◆ Extracted text:
______________________________

Unless you’re some kind of freak show superstar brainiac like Paul Cappiello, Bill Barnes, or Win Dunwell, at one time or another you’ve been stressed and humiliated by botanical Latin and horticultural terms. Ever enjoy the mixer at the International Plant Propagators Society meeting (IPPS)? Of course you haven’t. No one does, except for those aforementioned luminaries and a few of their rarified peers. And you look at them as they glide through the room, relaxed, drinking, laughing it up, and of course you fear and loathe them. So fluent, so smooth, confident, and somehow (witchcraft?) up to date on every most recent taxonomic change. And us, mere mortals, bumble all over each other trying to avoid them, terrified of accidentally confusing serrate with serrulate or muffing Symphiotrichum, and wondering what the hell was so damned wrong with “Aster”.
Now, I’ve spent my entire life running with a crowd who are way smarter than I. I don’t know why. Surprisingly enough, I’ve learned a few tricks. For instance, when walking through an arboretum with a person whose plant ID skills are superior (plant ID, by the way, is another black hole of humiliation) and without thinking you should ask something terribly, terribly dumb like, “What is that?” And they answer, “Cornus florida.” And you immediately realize just how dumb you made yourself look, because even you should easily be able to identify Cornus florida. So then there’s that awkward moment where the genius is recalculating their opinion of you as you stand there, intellectually naked, wondering how to handle the situation.

______________________________

◆ Dataset rows:

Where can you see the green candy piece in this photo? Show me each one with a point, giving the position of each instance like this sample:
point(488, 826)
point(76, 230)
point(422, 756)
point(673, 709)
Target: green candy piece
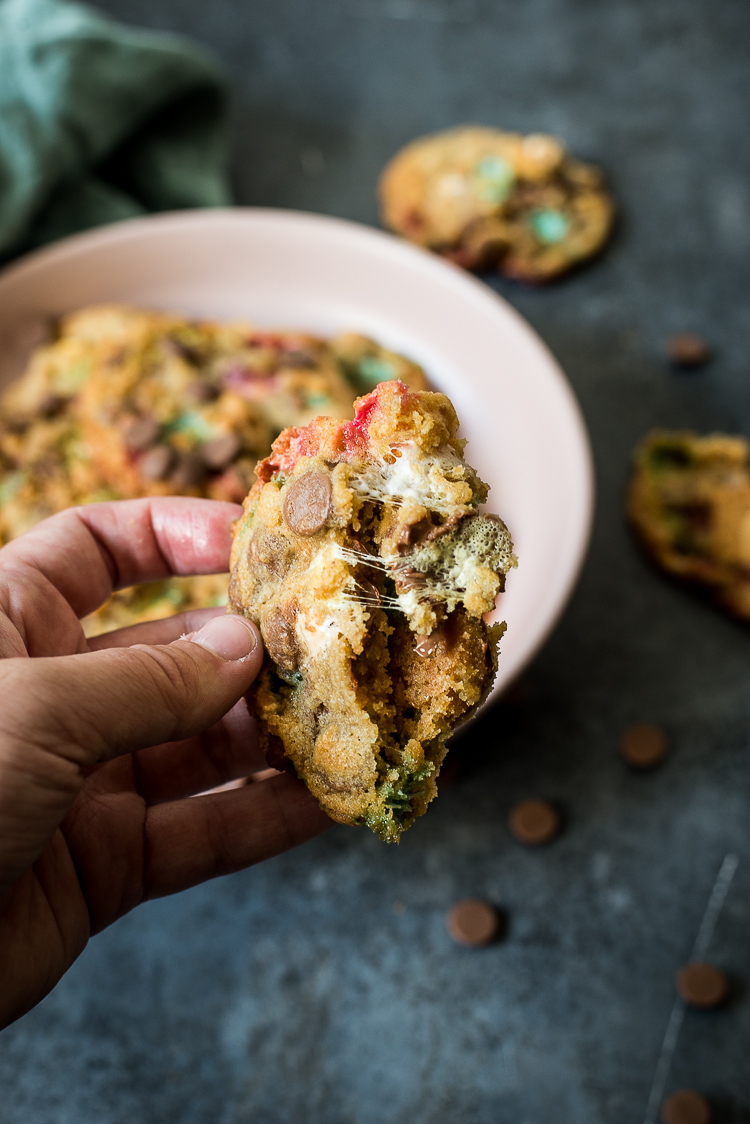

______________________________

◆ Problem details: Can you quote the whole passage above on botanical Latin and plant ID embarrassment, word for word?

◆ Final result:
Unless you’re some kind of freak show superstar brainiac like Paul Cappiello, Bill Barnes, or Win Dunwell, at one time or another you’ve been stressed and humiliated by botanical Latin and horticultural terms. Ever enjoy the mixer at the International Plant Propagators Society meeting (IPPS)? Of course you haven’t. No one does, except for those aforementioned luminaries and a few of their rarified peers. And you look at them as they glide through the room, relaxed, drinking, laughing it up, and of course you fear and loathe them. So fluent, so smooth, confident, and somehow (witchcraft?) up to date on every most recent taxonomic change. And us, mere mortals, bumble all over each other trying to avoid them, terrified of accidentally confusing serrate with serrulate or muffing Symphiotrichum, and wondering what the hell was so damned wrong with “Aster”.
Now, I’ve spent my entire life running with a crowd who are way smarter than I. I don’t know why. Surprisingly enough, I’ve learned a few tricks. For instance, when walking through an arboretum with a person whose plant ID skills are superior (plant ID, by the way, is another black hole of humiliation) and without thinking you should ask something terribly, terribly dumb like, “What is that?” And they answer, “Cornus florida.” And you immediately realize just how dumb you made yourself look, because even you should easily be able to identify Cornus florida. So then there’s that awkward moment where the genius is recalculating their opinion of you as you stand there, intellectually naked, wondering how to handle the situation.